[Point annotation records]
★ ★ ★ ★

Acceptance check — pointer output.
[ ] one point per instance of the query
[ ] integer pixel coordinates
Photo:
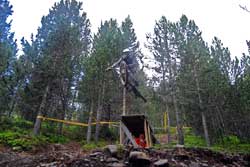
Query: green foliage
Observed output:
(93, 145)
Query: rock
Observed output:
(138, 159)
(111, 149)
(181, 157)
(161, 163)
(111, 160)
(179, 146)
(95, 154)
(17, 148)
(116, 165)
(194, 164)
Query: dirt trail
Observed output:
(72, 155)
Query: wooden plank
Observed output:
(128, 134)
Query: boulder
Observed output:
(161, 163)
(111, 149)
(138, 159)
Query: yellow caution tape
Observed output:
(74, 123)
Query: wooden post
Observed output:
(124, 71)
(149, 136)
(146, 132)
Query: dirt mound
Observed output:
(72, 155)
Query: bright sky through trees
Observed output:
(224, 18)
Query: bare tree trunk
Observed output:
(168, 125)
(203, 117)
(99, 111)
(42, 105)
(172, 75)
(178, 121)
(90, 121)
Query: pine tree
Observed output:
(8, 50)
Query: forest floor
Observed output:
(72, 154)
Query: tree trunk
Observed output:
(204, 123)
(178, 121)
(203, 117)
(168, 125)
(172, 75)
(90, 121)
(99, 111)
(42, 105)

★ ★ ★ ★

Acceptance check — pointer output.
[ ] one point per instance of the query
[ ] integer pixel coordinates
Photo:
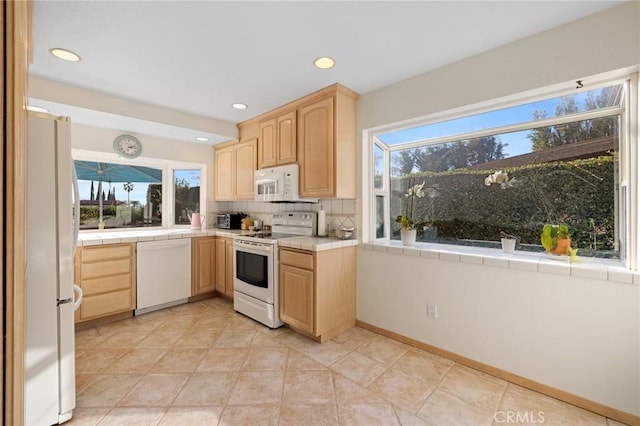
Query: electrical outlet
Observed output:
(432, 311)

★ ★ ★ ★

Report every line of the listing above that contains the string "trunk", treating uppercase and lowercase letters as distinct.

**Answer to the problem**:
Query: bare tree trunk
Query: tree trunk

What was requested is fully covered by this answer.